··· INPUT MATERIAL ···

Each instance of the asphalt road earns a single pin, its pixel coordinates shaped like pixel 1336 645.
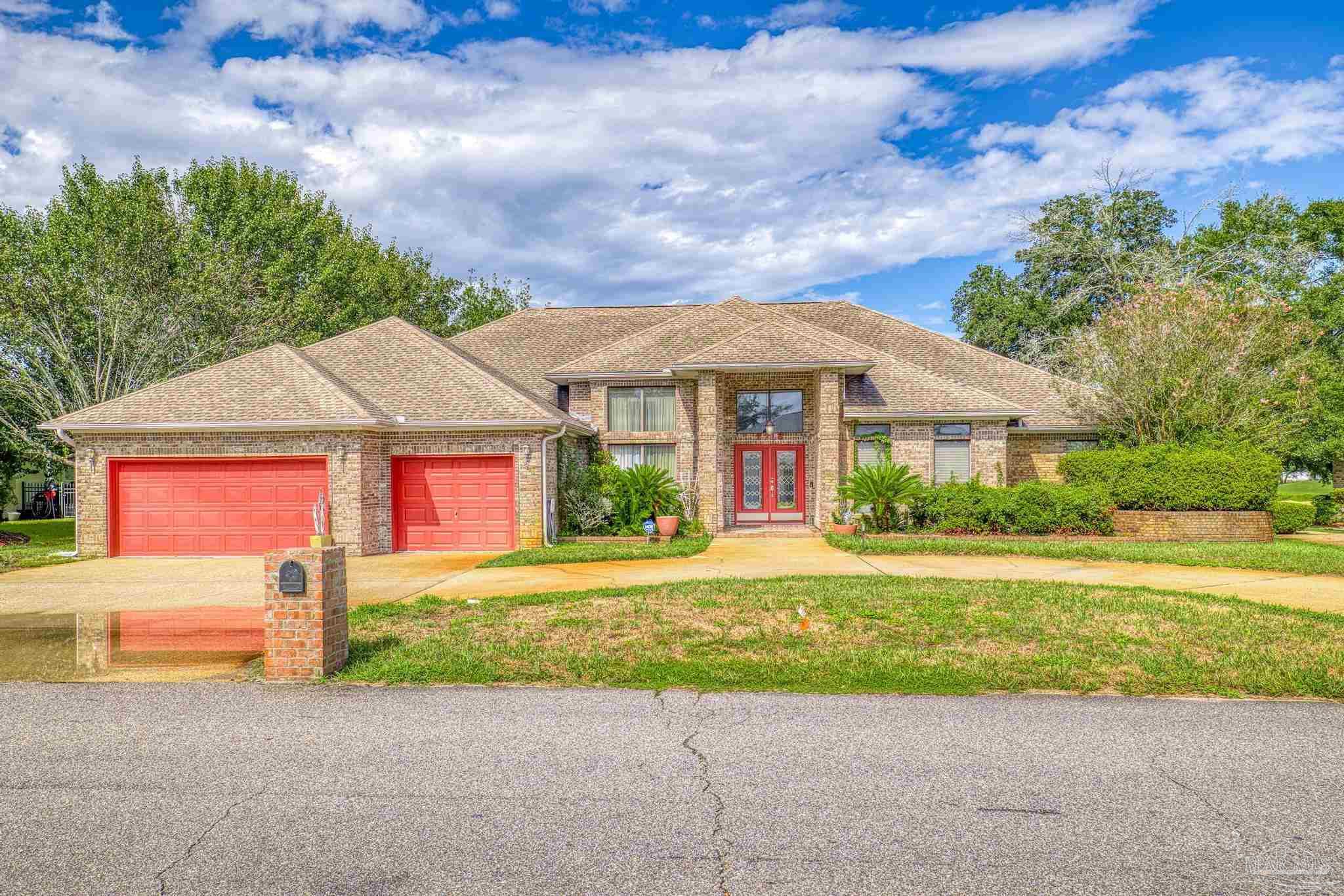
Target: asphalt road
pixel 253 789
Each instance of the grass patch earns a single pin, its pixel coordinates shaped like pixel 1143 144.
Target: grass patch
pixel 1281 555
pixel 47 538
pixel 1304 489
pixel 867 634
pixel 601 551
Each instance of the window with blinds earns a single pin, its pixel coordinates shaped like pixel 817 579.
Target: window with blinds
pixel 867 451
pixel 628 456
pixel 647 409
pixel 950 461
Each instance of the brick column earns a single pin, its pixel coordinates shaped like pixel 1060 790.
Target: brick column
pixel 830 445
pixel 306 636
pixel 707 451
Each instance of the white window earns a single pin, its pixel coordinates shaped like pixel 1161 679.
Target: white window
pixel 646 409
pixel 628 456
pixel 950 461
pixel 866 449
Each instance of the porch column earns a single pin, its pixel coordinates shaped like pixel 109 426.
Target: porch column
pixel 830 443
pixel 707 451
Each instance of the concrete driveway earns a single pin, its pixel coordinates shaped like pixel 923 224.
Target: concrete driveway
pixel 174 583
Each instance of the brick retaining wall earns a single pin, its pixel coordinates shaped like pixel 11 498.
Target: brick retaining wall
pixel 1195 525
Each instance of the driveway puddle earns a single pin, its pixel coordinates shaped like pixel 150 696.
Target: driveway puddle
pixel 129 645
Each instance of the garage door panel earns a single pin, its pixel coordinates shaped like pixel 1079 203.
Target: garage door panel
pixel 203 507
pixel 453 502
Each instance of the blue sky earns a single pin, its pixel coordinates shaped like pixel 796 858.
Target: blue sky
pixel 646 151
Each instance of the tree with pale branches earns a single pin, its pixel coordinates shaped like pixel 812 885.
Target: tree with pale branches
pixel 1190 365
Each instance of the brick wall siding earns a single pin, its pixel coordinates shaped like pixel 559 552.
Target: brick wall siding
pixel 1035 456
pixel 358 469
pixel 1195 525
pixel 912 443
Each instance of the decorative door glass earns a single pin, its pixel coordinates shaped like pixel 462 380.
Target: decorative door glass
pixel 787 480
pixel 753 478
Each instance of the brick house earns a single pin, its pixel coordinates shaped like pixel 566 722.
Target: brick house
pixel 427 443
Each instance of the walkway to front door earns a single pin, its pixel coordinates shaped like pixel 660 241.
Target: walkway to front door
pixel 769 487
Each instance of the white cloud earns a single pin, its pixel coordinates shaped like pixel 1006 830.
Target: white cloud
pixel 808 12
pixel 299 22
pixel 1192 119
pixel 27 9
pixel 105 26
pixel 500 9
pixel 1028 41
pixel 609 174
pixel 595 7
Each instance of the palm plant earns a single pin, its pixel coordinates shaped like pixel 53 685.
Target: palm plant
pixel 650 491
pixel 883 488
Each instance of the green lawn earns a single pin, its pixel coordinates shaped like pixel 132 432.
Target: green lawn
pixel 600 551
pixel 1281 555
pixel 867 634
pixel 1304 489
pixel 47 537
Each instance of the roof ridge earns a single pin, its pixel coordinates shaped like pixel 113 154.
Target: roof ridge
pixel 905 361
pixel 964 344
pixel 338 386
pixel 642 332
pixel 486 370
pixel 173 379
pixel 722 342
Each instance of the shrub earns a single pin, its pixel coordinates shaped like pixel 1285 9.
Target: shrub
pixel 1171 478
pixel 1326 508
pixel 648 491
pixel 1292 516
pixel 589 495
pixel 1031 508
pixel 883 488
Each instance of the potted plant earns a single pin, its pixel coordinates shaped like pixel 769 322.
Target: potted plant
pixel 842 519
pixel 650 489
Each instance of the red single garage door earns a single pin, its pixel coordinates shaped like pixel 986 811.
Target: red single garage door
pixel 453 502
pixel 210 507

···

Rewrite every item above, changing each "earns a single pin" to "receives one marker" and leaving all other wording intact. Omit the pictures from your answer.

Each instance of the asphalt road receives one marker, its pixel coordinates shaped like pixel 1336 645.
Target: asphalt road
pixel 253 789
Each instance of the grass patch receives one marker, its pixel coordinates shaped like pixel 1143 144.
Target: grass patch
pixel 1281 555
pixel 47 538
pixel 1304 489
pixel 867 634
pixel 601 551
Each instance of the window with blinds receives one marker, its pixel coordinates shaped like pixel 817 579.
Target: window with blinds
pixel 867 451
pixel 628 456
pixel 647 409
pixel 950 461
Each instance of the brick column receives one marker, its pixel coordinates shaped like pixel 1060 790.
Target: brick column
pixel 830 445
pixel 306 636
pixel 707 451
Each instance of the white window receives one marker, its pixel coordinates shaped like pixel 1161 679.
Target: white window
pixel 646 409
pixel 628 456
pixel 950 461
pixel 866 449
Each instance of the porch column receives one marker, its pixel coordinates shaped like pixel 109 426.
Target: porch column
pixel 830 443
pixel 707 451
Each instance of the concrete driveway receives one marker, its pixel coordinates shaped like pixel 923 224.
Target: concrete driveway
pixel 174 583
Each instance of the brick retaining wall receives one marker, its pixel coordinates shaped like pixel 11 498.
Target: brick retaining wall
pixel 1195 525
Each instance of the driveway puddle receives one marker, its pixel coordinates shaped like pixel 150 696.
Target: driveway puddle
pixel 129 645
Each instance of the garage door panel receives one marker, its pixel coordinates shaped like pixel 1079 203.
Target: garage door panel
pixel 203 507
pixel 453 502
Each instance of the blue sky receives one marker, its pixel coordinates shaped like pixel 796 858.
Target: blue sky
pixel 646 151
Each instance of the tree with pale branches receives one marker, its pixel coordinates shaped like pixel 812 885.
Target: tree with pale branches
pixel 1190 365
Each instance of the brick wall siding receives one marker, its pixel coordinates shaped like pixel 559 552.
Target: brick wall siding
pixel 1035 456
pixel 358 469
pixel 1195 525
pixel 912 443
Each instance of the decorative door glass receives one marker, its pixel coordinates shaped like pixel 462 380.
Target: decorative door glass
pixel 787 480
pixel 753 478
Each instance of the brick house receives one marker, its pixel coordinates shaped like pixel 566 722.
Target: brick house
pixel 427 443
Each instance of the walkway to front door receives one marker, its pixel coordinates shaped like pixel 660 241.
Target: walkway to front door
pixel 769 487
Each instance of the white cloud receives one marker, its pixel coordinates shaped like pixel 1006 830.
Target: white cloud
pixel 808 12
pixel 299 22
pixel 1192 119
pixel 27 9
pixel 105 26
pixel 500 9
pixel 1028 41
pixel 609 174
pixel 595 7
Each instance of the palm plant receives one marker, its pixel coordinates shaped like pixel 53 685.
Target: palm plant
pixel 650 491
pixel 883 488
Each instance of the green lawn receives one marker, its pixel coordinates shaped like pixel 132 432.
Target: green lawn
pixel 600 551
pixel 1281 555
pixel 867 634
pixel 1304 489
pixel 47 537
Each instance of the roof ridge receives one marker, its pixel coordinates shaped like pixel 113 154.
Target: roof ridge
pixel 905 361
pixel 964 344
pixel 338 386
pixel 642 332
pixel 486 370
pixel 173 379
pixel 722 342
Each instance of the shrub receives one marker, its pixel coordinates shaped like pixel 1285 9.
Target: shrub
pixel 1171 478
pixel 1326 508
pixel 648 491
pixel 1292 516
pixel 589 495
pixel 1031 508
pixel 883 488
Each instance of the potted plant receives one marker, its pixel coordinates shaped like pixel 769 322.
Target: potted plant
pixel 842 519
pixel 650 489
Each instance of the red single garage door receives one marker, its pixel coordinates shaped like pixel 986 811.
Target: red single garage door
pixel 453 502
pixel 210 507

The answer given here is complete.